--- Start of Records supplied ---

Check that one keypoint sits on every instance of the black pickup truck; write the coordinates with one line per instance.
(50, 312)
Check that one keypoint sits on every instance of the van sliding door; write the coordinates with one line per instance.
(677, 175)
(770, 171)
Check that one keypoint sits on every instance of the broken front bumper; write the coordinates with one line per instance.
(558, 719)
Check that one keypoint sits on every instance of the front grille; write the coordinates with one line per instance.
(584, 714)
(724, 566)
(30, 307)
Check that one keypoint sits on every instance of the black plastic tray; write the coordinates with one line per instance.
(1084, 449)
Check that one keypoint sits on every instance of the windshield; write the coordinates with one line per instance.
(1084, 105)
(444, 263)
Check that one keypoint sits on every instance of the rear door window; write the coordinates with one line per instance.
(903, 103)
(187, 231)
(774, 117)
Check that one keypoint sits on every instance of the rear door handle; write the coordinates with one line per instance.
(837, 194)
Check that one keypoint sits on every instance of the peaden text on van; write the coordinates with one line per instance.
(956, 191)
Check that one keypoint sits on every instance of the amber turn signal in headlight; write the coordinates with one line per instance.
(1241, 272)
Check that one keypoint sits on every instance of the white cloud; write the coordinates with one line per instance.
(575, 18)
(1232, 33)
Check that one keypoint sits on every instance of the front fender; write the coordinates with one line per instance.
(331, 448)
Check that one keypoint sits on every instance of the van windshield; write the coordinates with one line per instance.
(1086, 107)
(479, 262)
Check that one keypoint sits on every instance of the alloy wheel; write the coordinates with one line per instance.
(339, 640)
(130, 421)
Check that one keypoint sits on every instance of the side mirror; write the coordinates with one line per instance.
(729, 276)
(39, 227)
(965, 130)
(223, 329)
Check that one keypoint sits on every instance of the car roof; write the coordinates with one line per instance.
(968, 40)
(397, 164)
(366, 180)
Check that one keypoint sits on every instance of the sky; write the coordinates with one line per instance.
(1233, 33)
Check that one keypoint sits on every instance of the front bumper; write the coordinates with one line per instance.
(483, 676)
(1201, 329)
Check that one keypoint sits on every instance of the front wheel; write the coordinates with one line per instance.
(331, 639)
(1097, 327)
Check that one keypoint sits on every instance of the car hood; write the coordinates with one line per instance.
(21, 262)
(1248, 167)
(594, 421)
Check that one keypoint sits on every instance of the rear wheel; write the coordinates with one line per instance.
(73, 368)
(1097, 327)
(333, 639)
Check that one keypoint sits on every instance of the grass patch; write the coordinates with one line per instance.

--- End of Records supplied ---

> [What needs to be done]: Go through the listing above and restate it word for word.

> [Result of the task]:
Check that one keypoint sits on every instance of the black pickup truck; write the coordinates with one line per instance.
(50, 312)
Check that one keypoint sits on every instance of the van sliding door; write the coordinates with one line per instance.
(677, 175)
(770, 171)
Check that one keypoint sits on every instance of the broken front bumper; write the coordinates with one line per instance.
(558, 719)
Check that one keypoint sits on every instance of the front grille; write the coordinates with one line per instance.
(584, 714)
(724, 566)
(30, 307)
Check that one keypoint sits on every instance of the black plastic tray; write the coordinates with one line per instance.
(1084, 449)
Check that one keypoint sits on every instance of the windshield; write the coordinates with one line per instance.
(1084, 105)
(444, 263)
Check that one keypoint sits on every instance of the rear door window; write the coordinates with one line per instance.
(903, 103)
(187, 231)
(774, 117)
Check that one keypoint sits on every instance of the rear door handle; write the coordinates with one line per instance.
(837, 194)
Check that one keypoint sits on every instance of the peaden text on van; write the coordinates with one line per instance.
(956, 191)
Check that one keypoint sits on every instance of the amber turn signal in headlight; write the coordinates with one line per instance.
(1241, 272)
Check that one keypoint sits on every instance of the white cloud; write the coordinates with one line per instance.
(575, 18)
(1232, 33)
Check that one keypoint sits on every instance of the front fender; write the coordinates with one line per instance.
(331, 448)
Check that one keypoint sits on every instance of the van windshield; write the coordinates with one line per instance.
(1086, 107)
(479, 262)
Check that one keypoint sits on every instance of the alloy wheel; write the coordinates with one line per instance.
(339, 640)
(130, 421)
Check that one keypoint sits on every instance of the side mirror; write the coordinates with one line per instance.
(729, 276)
(39, 227)
(965, 130)
(223, 329)
Check that one keypoint sits on every instance of the car roof; write the coordinates with one line per instance.
(968, 40)
(397, 164)
(366, 180)
Check that one keypoint sits on every instance of the sky; write the coordinates with one line per instance.
(1233, 33)
Check that one keypoint sits on every instance of the front bumper; write the coordinates with one line per instance.
(483, 676)
(1201, 329)
Check that one keypoint sits on every instance of the front wheel; write the coordinates with one line per instance.
(331, 639)
(1097, 327)
Check that one keypoint sits on every instance of the car hood; write the coordinates with one line per instance.
(21, 262)
(1248, 167)
(594, 421)
Check that one keypoint sits on every instance of the rear wheel; write the coordinates with one line per instance.
(73, 368)
(1097, 327)
(333, 639)
Check that one keypoint sits on every instance of the grass patch; write the coordinates with one line per instance.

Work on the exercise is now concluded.